[Records from a dataset]

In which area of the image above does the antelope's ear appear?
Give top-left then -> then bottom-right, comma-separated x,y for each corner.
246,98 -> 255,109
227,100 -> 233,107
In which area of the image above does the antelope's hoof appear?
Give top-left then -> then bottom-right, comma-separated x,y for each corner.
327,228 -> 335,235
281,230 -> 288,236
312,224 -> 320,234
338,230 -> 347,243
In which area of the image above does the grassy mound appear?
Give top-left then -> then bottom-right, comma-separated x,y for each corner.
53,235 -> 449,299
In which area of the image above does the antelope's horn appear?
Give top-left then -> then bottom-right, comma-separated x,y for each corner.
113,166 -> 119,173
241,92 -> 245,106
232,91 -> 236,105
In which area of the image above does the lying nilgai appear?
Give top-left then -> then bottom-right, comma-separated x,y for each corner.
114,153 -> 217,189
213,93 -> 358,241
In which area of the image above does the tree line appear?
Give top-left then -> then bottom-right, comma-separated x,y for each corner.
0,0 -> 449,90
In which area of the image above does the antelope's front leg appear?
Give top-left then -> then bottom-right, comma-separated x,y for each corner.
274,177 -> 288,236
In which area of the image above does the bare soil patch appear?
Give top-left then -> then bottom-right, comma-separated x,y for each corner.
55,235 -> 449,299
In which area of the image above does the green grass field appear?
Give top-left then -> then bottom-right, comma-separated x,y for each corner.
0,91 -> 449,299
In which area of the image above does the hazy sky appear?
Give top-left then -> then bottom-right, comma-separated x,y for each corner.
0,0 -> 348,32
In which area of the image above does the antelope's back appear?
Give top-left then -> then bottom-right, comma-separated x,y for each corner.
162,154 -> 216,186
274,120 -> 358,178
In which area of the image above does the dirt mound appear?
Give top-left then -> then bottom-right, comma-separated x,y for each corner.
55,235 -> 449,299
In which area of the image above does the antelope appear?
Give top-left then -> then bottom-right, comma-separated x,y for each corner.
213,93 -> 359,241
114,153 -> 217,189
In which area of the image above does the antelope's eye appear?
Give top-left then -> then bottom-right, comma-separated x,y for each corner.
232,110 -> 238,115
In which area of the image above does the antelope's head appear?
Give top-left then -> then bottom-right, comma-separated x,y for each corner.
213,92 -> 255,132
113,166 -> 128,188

§ What to do: The word "mound" appears in some of the lines above. Copy those lines.

§ Result below:
In which area of the image above does the grassy mound appear?
In which area of the image above does the dirt mound appear?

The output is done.